#### [WHAT TO PRODUCE]
Arrange the rows below as a numbered list, skipping blank lines and leaving out the pictures.

start

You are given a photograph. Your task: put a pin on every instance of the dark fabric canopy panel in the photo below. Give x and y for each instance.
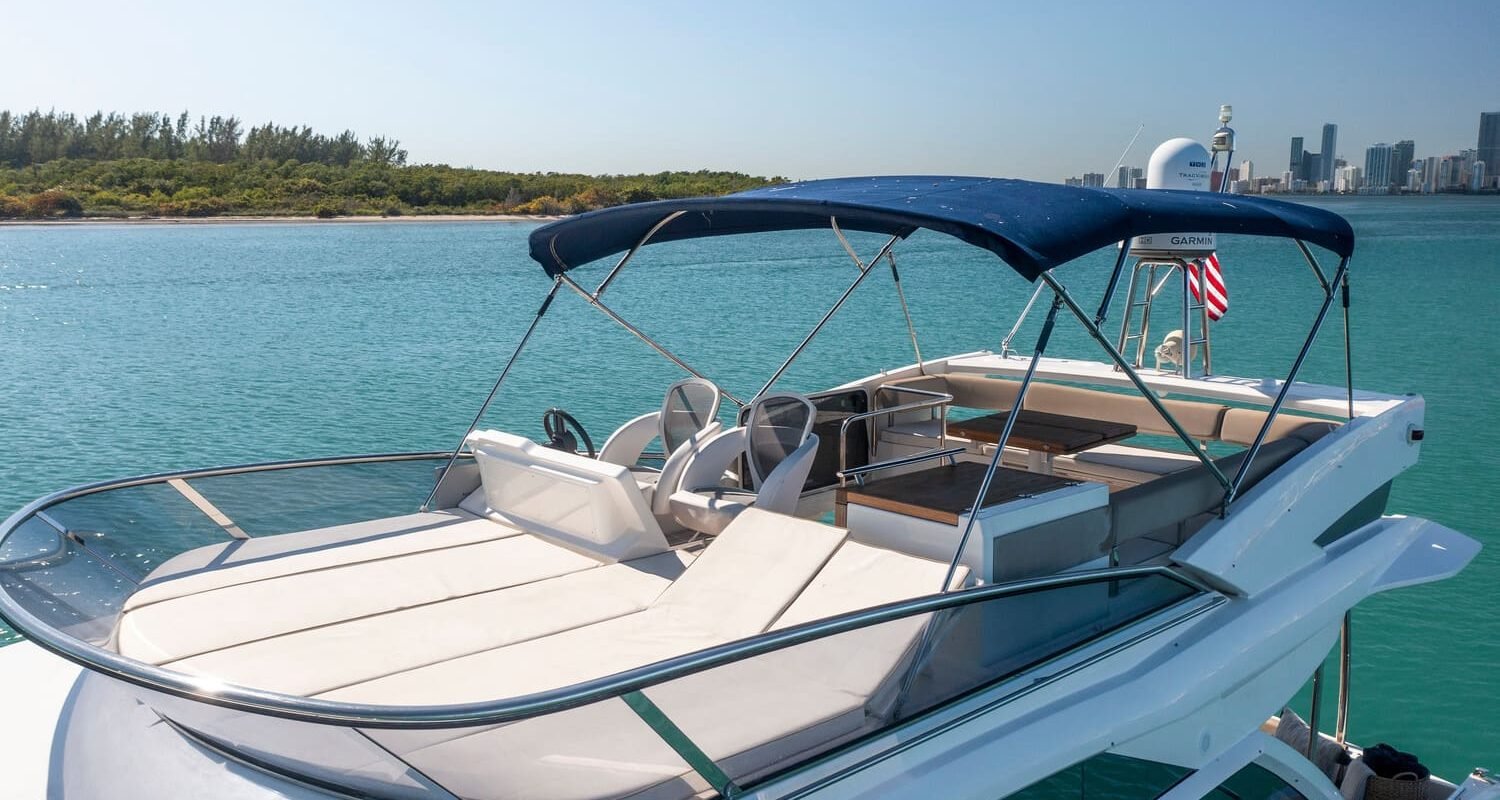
(1032, 227)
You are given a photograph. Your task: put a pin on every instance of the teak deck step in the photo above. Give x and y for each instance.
(942, 494)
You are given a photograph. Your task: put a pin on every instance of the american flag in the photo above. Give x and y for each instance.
(1218, 296)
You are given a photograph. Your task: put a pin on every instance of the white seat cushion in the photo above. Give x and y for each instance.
(863, 575)
(312, 589)
(737, 587)
(1140, 460)
(783, 704)
(329, 658)
(216, 566)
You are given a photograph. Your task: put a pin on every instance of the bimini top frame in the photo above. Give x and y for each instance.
(1032, 227)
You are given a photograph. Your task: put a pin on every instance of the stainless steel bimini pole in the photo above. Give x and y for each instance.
(546, 303)
(839, 303)
(1286, 386)
(1005, 436)
(668, 354)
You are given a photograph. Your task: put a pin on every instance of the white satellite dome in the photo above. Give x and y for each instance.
(1178, 164)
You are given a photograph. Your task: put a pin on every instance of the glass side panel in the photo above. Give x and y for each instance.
(138, 527)
(1106, 776)
(317, 497)
(62, 583)
(1254, 782)
(794, 704)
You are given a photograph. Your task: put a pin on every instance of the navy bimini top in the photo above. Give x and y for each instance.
(1032, 227)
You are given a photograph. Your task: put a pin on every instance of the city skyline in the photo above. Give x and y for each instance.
(1380, 168)
(779, 87)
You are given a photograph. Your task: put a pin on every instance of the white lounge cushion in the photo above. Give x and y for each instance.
(863, 575)
(212, 619)
(810, 697)
(578, 502)
(216, 566)
(737, 587)
(710, 511)
(327, 658)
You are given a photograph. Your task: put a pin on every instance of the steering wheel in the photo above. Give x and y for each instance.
(560, 437)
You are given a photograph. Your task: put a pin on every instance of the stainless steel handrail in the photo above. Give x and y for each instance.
(324, 712)
(890, 464)
(941, 401)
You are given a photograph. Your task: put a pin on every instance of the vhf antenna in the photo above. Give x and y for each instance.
(1223, 143)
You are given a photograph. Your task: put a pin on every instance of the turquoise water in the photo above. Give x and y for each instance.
(137, 348)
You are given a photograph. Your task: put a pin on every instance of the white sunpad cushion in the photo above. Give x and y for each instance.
(863, 575)
(809, 697)
(243, 613)
(1140, 460)
(333, 656)
(260, 559)
(737, 587)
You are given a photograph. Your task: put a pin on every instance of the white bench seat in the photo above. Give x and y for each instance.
(737, 587)
(305, 590)
(782, 706)
(506, 613)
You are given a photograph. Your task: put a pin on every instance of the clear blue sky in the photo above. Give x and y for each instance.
(803, 89)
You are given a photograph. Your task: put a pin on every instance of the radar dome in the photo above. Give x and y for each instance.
(1178, 164)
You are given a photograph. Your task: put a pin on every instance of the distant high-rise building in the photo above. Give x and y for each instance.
(1430, 179)
(1490, 137)
(1377, 165)
(1329, 150)
(1401, 156)
(1346, 179)
(1311, 167)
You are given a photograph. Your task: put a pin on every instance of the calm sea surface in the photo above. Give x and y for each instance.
(134, 348)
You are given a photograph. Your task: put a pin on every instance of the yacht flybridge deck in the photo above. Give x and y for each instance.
(971, 575)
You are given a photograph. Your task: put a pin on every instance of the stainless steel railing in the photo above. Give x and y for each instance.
(326, 712)
(936, 400)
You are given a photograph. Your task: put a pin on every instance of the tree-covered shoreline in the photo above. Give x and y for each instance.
(114, 165)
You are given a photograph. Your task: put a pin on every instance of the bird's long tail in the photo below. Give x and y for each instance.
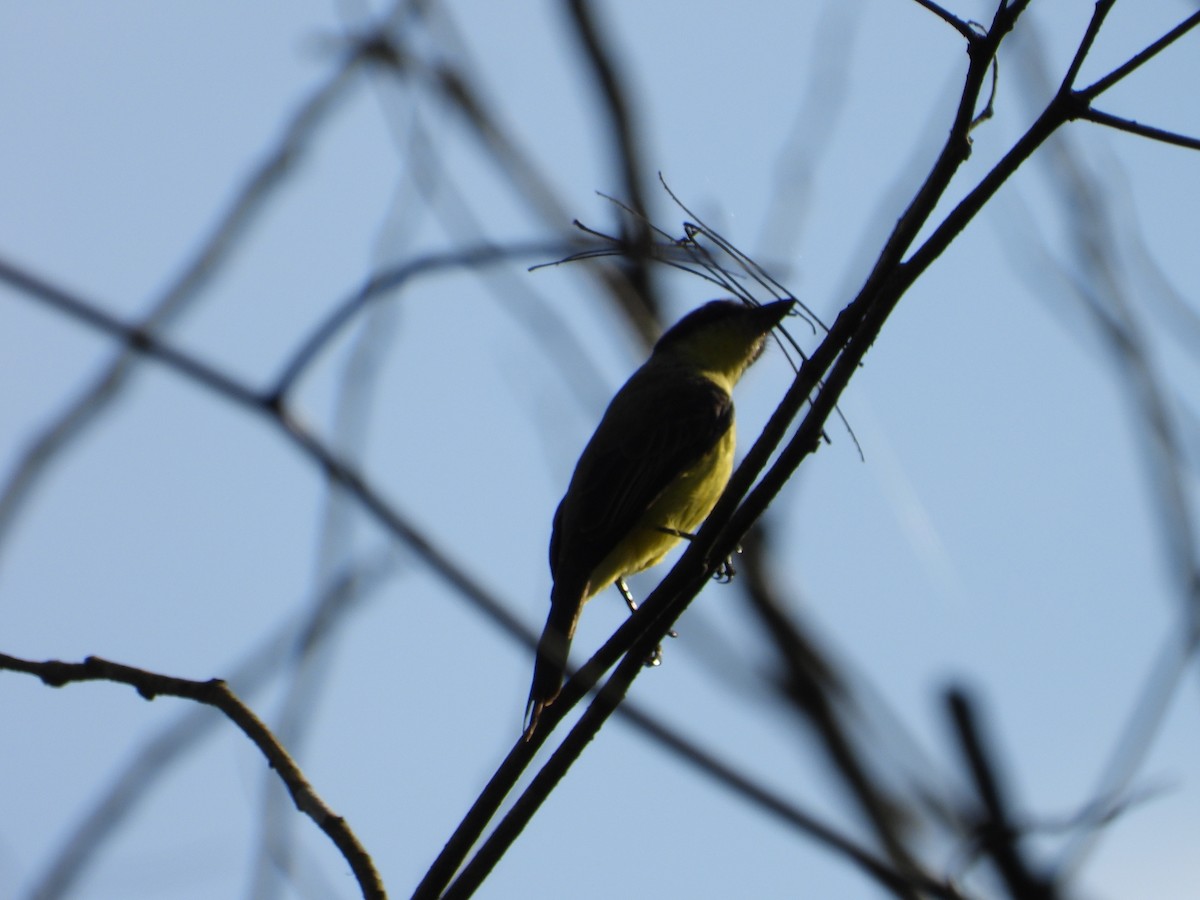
(552, 652)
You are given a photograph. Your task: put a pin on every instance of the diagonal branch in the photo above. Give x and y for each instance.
(217, 694)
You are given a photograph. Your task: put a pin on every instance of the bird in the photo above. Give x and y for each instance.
(652, 472)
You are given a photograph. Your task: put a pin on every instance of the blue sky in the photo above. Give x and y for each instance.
(1001, 532)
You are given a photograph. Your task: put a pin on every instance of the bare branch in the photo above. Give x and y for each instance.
(1145, 131)
(217, 694)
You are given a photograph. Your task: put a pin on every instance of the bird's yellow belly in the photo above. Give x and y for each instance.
(683, 505)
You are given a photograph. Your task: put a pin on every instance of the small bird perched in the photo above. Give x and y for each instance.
(652, 472)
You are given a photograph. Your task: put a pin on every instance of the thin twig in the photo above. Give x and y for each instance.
(217, 694)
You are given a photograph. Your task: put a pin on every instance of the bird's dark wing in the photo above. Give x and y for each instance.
(657, 427)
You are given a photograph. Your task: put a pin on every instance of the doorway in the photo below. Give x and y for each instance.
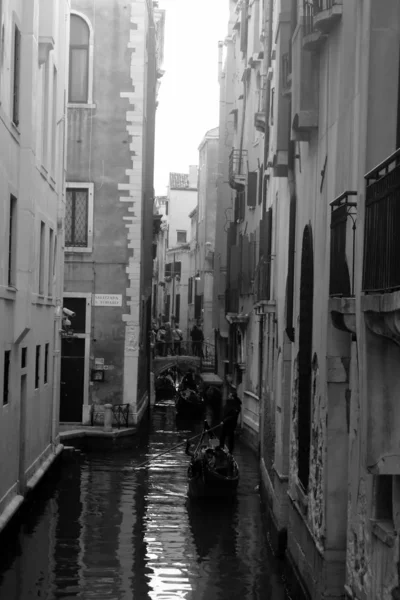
(72, 380)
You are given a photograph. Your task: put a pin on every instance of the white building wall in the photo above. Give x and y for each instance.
(29, 404)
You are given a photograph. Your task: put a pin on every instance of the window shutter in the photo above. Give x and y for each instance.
(260, 183)
(252, 188)
(177, 307)
(177, 268)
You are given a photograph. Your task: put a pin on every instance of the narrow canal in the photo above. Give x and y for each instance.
(99, 530)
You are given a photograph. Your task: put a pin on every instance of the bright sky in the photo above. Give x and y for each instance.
(189, 94)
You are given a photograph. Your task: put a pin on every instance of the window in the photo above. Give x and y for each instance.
(383, 497)
(23, 357)
(79, 60)
(46, 362)
(12, 247)
(51, 266)
(181, 237)
(177, 308)
(37, 368)
(16, 75)
(6, 376)
(79, 217)
(42, 250)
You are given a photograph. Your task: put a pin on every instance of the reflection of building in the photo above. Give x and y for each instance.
(114, 68)
(33, 82)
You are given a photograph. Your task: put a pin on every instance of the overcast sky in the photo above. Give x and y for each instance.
(189, 94)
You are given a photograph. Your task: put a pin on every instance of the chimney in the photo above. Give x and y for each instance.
(193, 174)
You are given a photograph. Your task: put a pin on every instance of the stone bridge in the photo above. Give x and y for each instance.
(183, 363)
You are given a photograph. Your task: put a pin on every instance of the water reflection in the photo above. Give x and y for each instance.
(102, 530)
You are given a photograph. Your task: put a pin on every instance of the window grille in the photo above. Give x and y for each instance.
(76, 218)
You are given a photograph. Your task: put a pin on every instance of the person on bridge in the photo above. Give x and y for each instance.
(177, 337)
(197, 340)
(229, 422)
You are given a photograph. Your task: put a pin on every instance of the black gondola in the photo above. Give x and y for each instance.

end

#### [RESULT BELOW]
1. You are given a photograph. Your task: put a pin on every instance of the dark fabric canopy panel in the photo below. Give x and y for each instance.
2. (1032, 227)
3. You are given a photograph. Your task: put a pin on every instance of the teak deck step in the photo above. Give x and y for each instance.
4. (942, 494)
5. You are given a photograph. Your task: put a pin on every instance of the american flag in the photo above. Give x and y for each instance.
6. (1218, 296)
7. You are given a photograph. Your task: put a pin on every instance of the white seat cushion in the photo above. Give x and y for each instance.
8. (863, 575)
9. (312, 589)
10. (737, 587)
11. (1140, 460)
12. (783, 704)
13. (329, 658)
14. (216, 566)
15. You are given a photograph. Your task: put a pin on every instance of the bimini top frame in the photo above. Give x and y for each instance.
16. (1032, 227)
17. You are given a photograph. Your task: put a pin on every instance of the stainless steel bimini pole in the photo above. Give x and y for each instance.
18. (546, 303)
19. (839, 303)
20. (1286, 386)
21. (1005, 436)
22. (668, 354)
23. You are given a photograph. Your task: put a pin on every instance of the white satellite dome in the photo above. Give x and y for each instance.
24. (1178, 164)
25. You are given a photograph. Your task: put a pin on every instance of the glass side panel in the photo above. Give x and y for each instance.
26. (138, 527)
27. (1106, 776)
28. (317, 497)
29. (62, 583)
30. (1254, 782)
31. (794, 704)
32. You are given a photograph. Your task: put a pin on every instance of the navy bimini top in the photo above. Give x and y for each instance.
33. (1032, 227)
34. You are given a photograph. Your task: put a pin on every instance of the city skyline in the photo above. Give x and y for each instance.
35. (1380, 168)
36. (779, 87)
37. You are given a photograph. Your task: put a pin on every instance of the white lounge cushion in the photo above. Give x and y for each instance.
38. (863, 575)
39. (212, 619)
40. (810, 697)
41. (578, 502)
42. (216, 566)
43. (737, 587)
44. (710, 511)
45. (327, 658)
46. You are given a photograph. Your task: put a pin on every instance of the steering wheel in the photo above. Give x and y for each instance.
47. (560, 437)
48. You are given a photograph. Your task: put a pin on every instance of the stainless steel handrail in the photo above. Give x and y for each instance.
49. (324, 712)
50. (890, 464)
51. (941, 401)
52. You are given a photograph. Your task: put a pin on every instance of the vhf antenna in the photo above. Give x and y for each instance.
53. (1223, 143)
54. You are given a photograph. Your task: put a pin on every instance of the turquoise water in the photo above. Give x and y for each instance.
55. (137, 348)
56. You are given a photograph. Your task: put a pin on every instance of the white sunpad cushion in the photo above. Give x and y for each instance.
57. (863, 575)
58. (809, 697)
59. (243, 613)
60. (1140, 460)
61. (333, 656)
62. (260, 559)
63. (737, 587)
64. You are given a photograph. Your task: put a pin on every instance of the white bench seat in the photo above. Give x and y for each instance.
65. (737, 587)
66. (305, 590)
67. (782, 706)
68. (506, 613)
69. You are given a photograph. Your task: put a pin on every instance of the clear blue sky in the photo above. Give x and y for each instance.
70. (803, 89)
71. You are given a photograph. Your task: put a pin on every instance of the radar dome in the photo above. Give x and y for each instance.
72. (1178, 164)
73. You are given a photograph. Your task: put a pin on every instance of the distant high-rise building in the photo above. Give x and y for each instance.
74. (1430, 179)
75. (1490, 137)
76. (1377, 165)
77. (1329, 150)
78. (1401, 156)
79. (1346, 179)
80. (1311, 167)
81. You are given a photograph. Your task: put a pin on every instance of the calm sea surface in the photo above. Give x and y for each instance.
82. (134, 348)
83. You are given a photograph. Your task: put a pin on every instance of the yacht flybridge deck in the photo above. Give x and y for each instance.
84. (971, 575)
85. You are given a photograph. Your task: put a pin on every instance of the stainless steel railing in the photo above. Give x and y for each instance.
86. (326, 712)
87. (936, 400)
88. You are given a photograph. Your task: put a pin on every instance of the tree-covered shoreline in the photo above. Give x and y for each instance.
89. (114, 165)
90. You are given a photograph. Your task: put a pin on every instance of the bird's long tail in the photo below. Give x and y for each instance.
91. (552, 652)
92. You are given a photograph. Your task: put a pin on every instance of the diagonal branch in the photo above. Give x and y for each instance.
93. (217, 694)
94. You are given a photograph. Your task: put a pin on every instance of the bird in the photo above. Give x and y for each instance.
95. (652, 472)
96. You are given a photograph. Your task: put a pin on every instance of the blue sky in the photo above. Give x and y for each instance.
97. (1001, 532)
98. You are given a photograph. Your task: put a pin on every instance of the bare branch in the photo above. Give x and y for each instance.
99. (1145, 131)
100. (217, 694)
101. You are given a photograph. Your task: put a pin on every instance of the bird's yellow belly in the photo above. Give x and y for each instance.
102. (683, 505)
103. You are given a photograph. Your task: put a pin on every instance of the small bird perched in the photo above. Give x and y for each instance.
104. (652, 472)
105. You are given a photograph. Your task: put a pin on every instance of the thin twig in the photo above. Give x and y for each instance.
106. (217, 694)
107. You are given a photograph. Your task: put a pin on every instance of the bird's dark wing in the photo above. Give x and y for each instance.
108. (657, 427)
109. You are given a photograph. Your task: put a pin on every instance of the doorway in the photo below. Give x and y for each instance.
110. (72, 380)
111. You are given a photograph. Your task: put a pin on every instance of the white building wall in the photo above. Give x and y for each instance.
112. (29, 404)
113. You are given a photograph. Your task: put a pin on every instance of the window shutter in the photo above. Give x and y for each instance.
114. (260, 183)
115. (252, 188)
116. (177, 307)
117. (177, 268)
118. You are given a photograph. Your task: put a pin on every instance of the narrow canal in the photo above. Give x and y for each instance.
119. (99, 530)
120. You are given a photograph. Your task: put a pin on every instance of the bright sky in the photo above. Give x and y for each instance.
121. (189, 94)
122. You are given a photograph. Your task: put a pin on every instance of the window in the photo above. Give x and y for each instance.
123. (383, 497)
124. (23, 357)
125. (79, 60)
126. (46, 362)
127. (12, 247)
128. (51, 266)
129. (181, 237)
130. (177, 308)
131. (37, 368)
132. (16, 75)
133. (6, 376)
134. (79, 217)
135. (42, 250)
136. You are given a photograph. Your task: put a pin on every instance of the reflection of building in the photo above. Give x and y for each instance.
137. (114, 68)
138. (33, 82)
139. You are given a photograph. Your task: put a pin on every instance of the overcast sky in the photo above. Give x and y for each instance.
140. (189, 94)
141. You are given a photograph. Your task: put a pin on every instance of the chimney in the photo above. Give x and y for each instance.
142. (193, 174)
143. You are given a photograph. Your task: put a pin on every instance of the stone bridge in the photo above. Give x and y for each instance.
144. (183, 363)
145. You are given a photograph. Your task: put a pin on every instance of the water reflection in the photo above. Give x and y for each instance.
146. (102, 530)
147. You are given a photograph. Your task: put a pin on every instance of the window grille in the photo above. Give x and y for each instance.
148. (76, 218)
149. You are given a photograph. Your task: put a pin on every instance of the person on bridge in the photo above. Give x and y for each instance.
150. (177, 337)
151. (197, 340)
152. (229, 422)
153. You are given a photograph. Your task: put a pin on every instance of the black gondola in the photo above. Give x and y for each instance.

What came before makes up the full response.